### ASSIGNMENT
Reproduce every entry below exactly, minus the pictures.
[INFORMATION SUPPLIED — start]
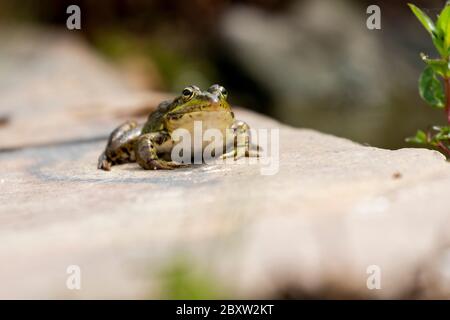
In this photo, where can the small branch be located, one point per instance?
(447, 98)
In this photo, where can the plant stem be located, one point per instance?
(444, 149)
(447, 98)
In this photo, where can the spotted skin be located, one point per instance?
(150, 144)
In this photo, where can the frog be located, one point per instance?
(150, 144)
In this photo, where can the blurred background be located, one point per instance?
(308, 63)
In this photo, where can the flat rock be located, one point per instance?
(333, 211)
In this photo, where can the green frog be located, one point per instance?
(150, 144)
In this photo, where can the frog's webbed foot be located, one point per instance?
(103, 162)
(120, 146)
(147, 154)
(241, 146)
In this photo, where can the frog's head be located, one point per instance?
(193, 100)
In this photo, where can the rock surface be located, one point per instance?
(334, 209)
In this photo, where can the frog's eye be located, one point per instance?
(187, 93)
(217, 88)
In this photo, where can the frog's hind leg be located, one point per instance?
(120, 146)
(241, 146)
(147, 152)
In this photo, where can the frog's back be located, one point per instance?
(155, 121)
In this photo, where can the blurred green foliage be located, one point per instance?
(181, 280)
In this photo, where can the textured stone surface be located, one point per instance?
(333, 209)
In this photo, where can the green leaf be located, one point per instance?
(424, 19)
(440, 66)
(420, 138)
(443, 24)
(431, 89)
(439, 45)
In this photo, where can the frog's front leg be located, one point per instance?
(147, 151)
(241, 142)
(120, 146)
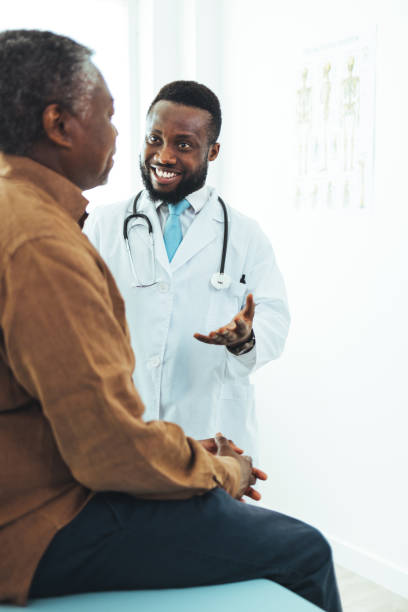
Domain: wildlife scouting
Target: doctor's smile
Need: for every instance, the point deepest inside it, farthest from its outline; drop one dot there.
(163, 175)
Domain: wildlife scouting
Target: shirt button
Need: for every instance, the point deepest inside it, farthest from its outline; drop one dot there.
(163, 287)
(154, 362)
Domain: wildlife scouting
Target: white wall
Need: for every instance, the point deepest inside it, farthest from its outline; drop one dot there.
(333, 410)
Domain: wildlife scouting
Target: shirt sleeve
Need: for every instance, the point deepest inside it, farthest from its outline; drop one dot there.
(272, 318)
(68, 345)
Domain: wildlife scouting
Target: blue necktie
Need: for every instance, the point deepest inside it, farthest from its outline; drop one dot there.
(172, 230)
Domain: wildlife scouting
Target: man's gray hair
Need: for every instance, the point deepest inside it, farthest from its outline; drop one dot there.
(38, 68)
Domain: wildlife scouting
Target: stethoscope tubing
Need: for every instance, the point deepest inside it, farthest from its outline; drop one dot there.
(135, 215)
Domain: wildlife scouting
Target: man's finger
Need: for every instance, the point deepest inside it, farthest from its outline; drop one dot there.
(249, 308)
(241, 325)
(259, 474)
(236, 448)
(253, 494)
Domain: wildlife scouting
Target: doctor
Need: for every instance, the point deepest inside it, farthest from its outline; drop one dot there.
(168, 270)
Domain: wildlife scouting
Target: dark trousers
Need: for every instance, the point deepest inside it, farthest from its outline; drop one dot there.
(119, 542)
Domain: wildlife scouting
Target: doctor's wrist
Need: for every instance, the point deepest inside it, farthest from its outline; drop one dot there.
(243, 347)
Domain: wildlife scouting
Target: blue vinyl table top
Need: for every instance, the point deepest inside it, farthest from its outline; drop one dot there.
(258, 595)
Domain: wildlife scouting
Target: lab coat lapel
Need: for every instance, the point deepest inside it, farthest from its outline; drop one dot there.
(148, 208)
(200, 233)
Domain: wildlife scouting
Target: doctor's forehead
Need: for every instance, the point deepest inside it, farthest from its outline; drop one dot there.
(174, 117)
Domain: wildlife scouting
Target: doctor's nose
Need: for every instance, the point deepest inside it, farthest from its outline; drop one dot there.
(165, 155)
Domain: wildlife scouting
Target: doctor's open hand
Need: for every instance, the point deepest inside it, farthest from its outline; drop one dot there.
(237, 331)
(249, 474)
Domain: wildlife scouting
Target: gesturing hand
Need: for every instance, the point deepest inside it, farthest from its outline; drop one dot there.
(237, 331)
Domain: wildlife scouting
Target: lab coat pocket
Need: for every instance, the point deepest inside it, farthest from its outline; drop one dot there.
(235, 391)
(224, 304)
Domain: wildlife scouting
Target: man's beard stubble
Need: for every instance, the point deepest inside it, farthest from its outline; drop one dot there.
(185, 187)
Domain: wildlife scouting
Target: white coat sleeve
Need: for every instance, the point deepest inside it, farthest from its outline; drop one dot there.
(272, 319)
(91, 230)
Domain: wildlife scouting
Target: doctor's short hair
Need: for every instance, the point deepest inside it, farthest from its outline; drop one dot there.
(38, 68)
(191, 93)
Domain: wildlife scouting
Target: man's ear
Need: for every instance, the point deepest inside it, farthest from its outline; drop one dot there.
(213, 151)
(56, 124)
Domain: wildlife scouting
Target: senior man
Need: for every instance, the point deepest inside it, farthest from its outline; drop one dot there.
(91, 496)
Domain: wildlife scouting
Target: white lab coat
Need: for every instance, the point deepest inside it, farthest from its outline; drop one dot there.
(203, 388)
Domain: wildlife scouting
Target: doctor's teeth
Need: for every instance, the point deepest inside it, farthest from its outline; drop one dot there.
(164, 174)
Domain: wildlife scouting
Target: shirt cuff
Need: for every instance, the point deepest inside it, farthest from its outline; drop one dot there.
(243, 347)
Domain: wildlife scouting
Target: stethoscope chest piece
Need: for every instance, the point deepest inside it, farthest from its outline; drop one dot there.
(219, 280)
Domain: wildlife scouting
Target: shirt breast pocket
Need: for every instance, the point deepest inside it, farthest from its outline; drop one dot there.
(224, 304)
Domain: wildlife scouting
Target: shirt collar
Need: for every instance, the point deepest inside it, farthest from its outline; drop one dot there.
(66, 194)
(197, 199)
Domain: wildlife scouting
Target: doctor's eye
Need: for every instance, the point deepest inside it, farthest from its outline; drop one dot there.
(152, 139)
(184, 146)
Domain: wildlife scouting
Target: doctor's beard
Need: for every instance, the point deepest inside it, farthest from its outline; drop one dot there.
(184, 188)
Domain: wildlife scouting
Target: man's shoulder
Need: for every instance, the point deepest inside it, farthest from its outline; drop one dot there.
(112, 210)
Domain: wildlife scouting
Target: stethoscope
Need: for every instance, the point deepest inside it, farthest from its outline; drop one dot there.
(219, 280)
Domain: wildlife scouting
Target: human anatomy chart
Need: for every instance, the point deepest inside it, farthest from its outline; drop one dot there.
(335, 119)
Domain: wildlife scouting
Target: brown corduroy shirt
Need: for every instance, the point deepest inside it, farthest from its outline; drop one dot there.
(70, 417)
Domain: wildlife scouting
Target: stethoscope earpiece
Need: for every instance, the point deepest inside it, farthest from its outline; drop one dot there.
(219, 280)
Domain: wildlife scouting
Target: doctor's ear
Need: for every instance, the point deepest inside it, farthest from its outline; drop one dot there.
(213, 151)
(56, 122)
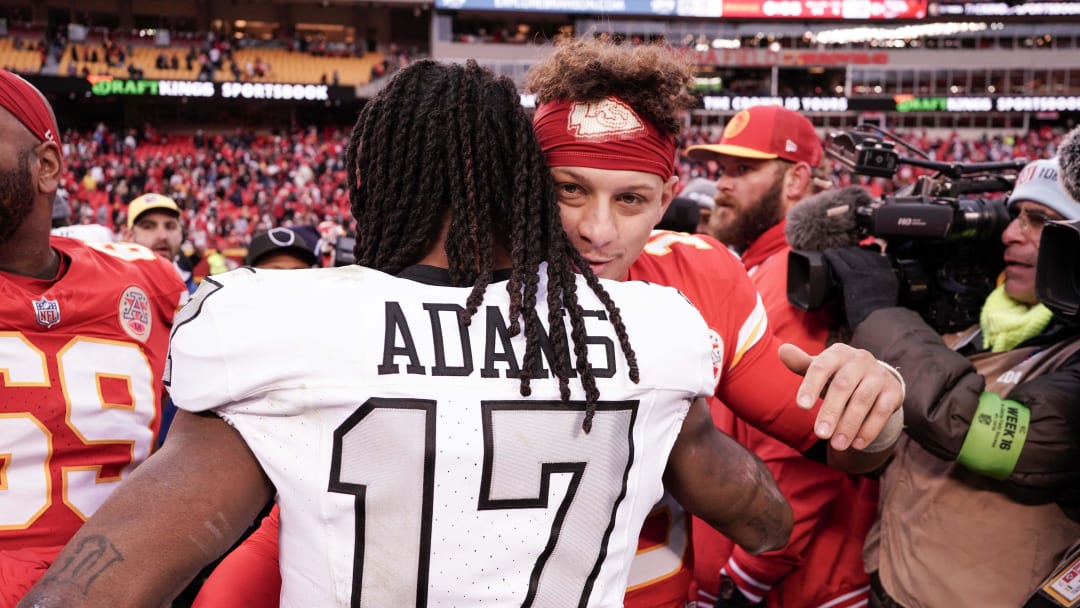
[INFORMATION SUPPLIED — finish]
### OUTPUT OF THE EXERCISE
In this photo, where can the small branch be located, one point per instance?
(447, 98)
In this photo, where can the plant stem be located, one point per instance?
(444, 149)
(447, 98)
In this photo, where can the spotted skin be located, one point per instance?
(150, 144)
In this photo, where can the frog be located, one point per instance?
(150, 144)
In this photo, where can the blurred background be located, one point per instance?
(308, 63)
In this photo, where can the flat rock be located, one point per instance?
(333, 211)
In this photo, where can the green frog be located, one point per instance?
(150, 144)
In this photo, where can the frog's webbed foot be located, one point per instance?
(103, 162)
(120, 146)
(147, 154)
(241, 146)
In this photo, where can the frog's head be located, one point per instance?
(193, 100)
In this photo, where can the rock surface be located, one point per instance?
(334, 209)
In this photo, where can the frog's eye be located, one point per instance?
(187, 93)
(217, 88)
In this photo, where can the frog's hind leg be located, one point per instance?
(120, 146)
(241, 146)
(147, 152)
In this photo, where can the frog's back be located, one point per instance?
(155, 121)
In this photo, where can the blurred green foliage be located, one point per instance?
(181, 280)
In this photo, where can the textured stone surface be located, one point per instance?
(333, 209)
In this photo, where can the green leaf be located, one point per instance?
(424, 19)
(440, 66)
(420, 138)
(443, 24)
(431, 89)
(439, 45)
In this photo, where can the frog's front leg be located, one point per instance?
(147, 151)
(241, 142)
(120, 146)
Domain: wildlife scouting
Target: doctor's smile
Need: for every instance, the point deepest inside it, farthest from its outline; drop one dot there.
(163, 175)
Domain: wildlife scouting
Target: shirt button
Need: for every instance, the point deepest inside it, farthest from its outline; drop one dot there.
(163, 287)
(154, 362)
Domain: wildlife scouting
Target: white wall
Need: for every instance, the point deepest inside it, farthest from its outline; drop one dot there.
(333, 410)
Domain: wildlife scouting
Target: shirt sleeve
Need: for every instance, the point deepest inside it, farthest from its outline; drop one dot there.
(272, 318)
(68, 345)
Domain: wildlife scouting
Target: blue necktie
Need: for every instance, the point deepest inside it, farthest from its outline; drop one dot there.
(172, 230)
Domain: wildlife scouting
Target: man's gray hair
Need: for every instance, the point deepest inside it, farthest from its outline; drop one dot there.
(38, 68)
Domain: wildlife scouting
Target: stethoscope tubing
Need: for every instance, the point deepest inside it, farthest from its outline; drop one dot there.
(135, 215)
Domain: wildlife scouting
Target: man's finger
Need: for every instance, the point deepest inside it, farthest from its outline; drop one dot there.
(249, 308)
(241, 325)
(259, 474)
(236, 448)
(253, 494)
Domain: wildlife scouting
Target: doctor
Need: for every instance, the point deepest inside it, farthest from its outline; drop one dot there.
(168, 270)
Domain: wildlife scouting
Target: dark trousers
Need: for every instance, the point deepest inside it, farthest from its outline; drop one dot there.
(119, 542)
Domain: wildlife scouting
Target: doctor's wrist
Need: for every instance, the point deepest inside it, farthest from its outline; drop one dot there.
(243, 347)
Domain: wildlife scouting
Target: blue vinyl table top
Need: for every instance, the point deepest inside it, farthest from its outline; drop one dot there.
(258, 595)
Domain: wildlife scouting
Target: lab coat lapel
Need: for every instance, the point deepest inside it, farthest from its outline; drop one dot there.
(148, 208)
(200, 233)
Domain: wildlife scouting
Target: doctor's forehead
Need: for every instance, the point deepest inside it, farthest from its outline; drop one dot there.
(174, 117)
Domain: wildlife scouting
Target: doctor's nose
Need: for every instance, the point deepest inside it, farthest from its outline; drop one dot there.
(165, 155)
Domain: wildlife scouting
Target: doctor's open hand
Need: for every instance, the point deepest inside it, farthest from its outline; drop one dot there.
(237, 331)
(249, 474)
Domain: wildlife scouting
Target: gesturing hand
Need: for every instance, the point deepest inside it, farthest from its outline; drop one dot there.
(237, 331)
Domain: wildlife scouting
Target: lab coat pocket
Need: for every instance, the point deepest inside it, farthest from its outline; drop one dot there.
(235, 391)
(224, 304)
Domain: wildlife scouting
Target: man's beard stubble
Need: for every instance, the point deepest inside it, farthest from its outline; drop one dot there.
(185, 187)
Domain: wildlife scouting
Target: white coat sleeve
Need: for every instance, the point deepest inside it, farthest from its outline; drop one dot there.
(272, 319)
(91, 230)
Domain: wildlife scouting
Target: doctor's short hair
Need: for every instance, the point deepest inside it, farthest from its outline; drop one dot there.
(38, 68)
(191, 93)
Domain: wildlife scouting
Target: man's ear
Need: for every instance, the point deepest inside it, farthest from its outline; drop one dot there.
(213, 151)
(56, 124)
Domain: wildlife scouting
Target: senior man
Need: for every instance, the point deepest inside it, farthest from its outline; drop one dot there.
(91, 496)
Domain: wildlife scouting
Target: white lab coat
Need: for every instance, the point deepest inside it, farthest from its outline; drop one dot there.
(203, 388)
Domain: wildlife scouting
Target: doctor's teeth
Need: for every instance, the point deepest inside it, farthest from its outline; drop one dot there.
(164, 174)
Domain: wildlife scouting
Target: shirt cuff
Need: for every instance, the point deepest inside it, farthest from its outline; drop one dot there.
(243, 347)
Domain: wildlife scouting
Target: stethoscope chest piece
Need: for every instance, the point deepest inside it, farthest from its outline; drop one dot there.
(219, 280)
Domain: wildlife scouting
Target: shirt breast pocket
Need: for every instance, the point deepest inside it, farthest from its outline; drop one dot there.
(224, 304)
Domain: wildlife scouting
Target: shirt collar
Need: for every instance, the point deepest inside it, farthest from its outline; drop one dot there.
(66, 194)
(197, 199)
Domain: wildlife scouting
Target: doctor's eye
Need: for every instance, the point deepest inside it, farthest from its outline; drop one dot there.
(152, 139)
(184, 146)
Domain: wildlife scouting
Target: doctor's beard
Need: for every instance, the point deepest inside it, farthest from its outline; drop one dot there.
(184, 188)
Domain: wildlife scouting
Target: man's shoulder
Need: for every instance, the point deepest inside it, farthest from its outline; drop one dot there.
(112, 210)
Domain: wildlife scouting
Target: stethoscope
Need: for every instance, the point deepest inside it, farthest from its outline; drop one dot there.
(219, 280)
Domain: wildlife scouting
Target: human anatomy chart
Need: for every instance, the point deepest inside it, farthest from its outline; drop one dot there.
(335, 119)
Domain: wildlife scouting
Target: brown corduroy shirt
Need: for every instance, the point deepest inside it, farthest from its outline; drop one dot there.
(70, 417)
Domain: wildlife scouting
Target: stethoscope earpiece
Need: for every instance, the point deepest inside it, farthest from its outline; drop one dot there.
(219, 280)
Domain: wildlife scouting
Target: doctor's ear
Need: for every instance, the point deepest inside it, farthest from its outline; drop one dot there.
(213, 151)
(56, 122)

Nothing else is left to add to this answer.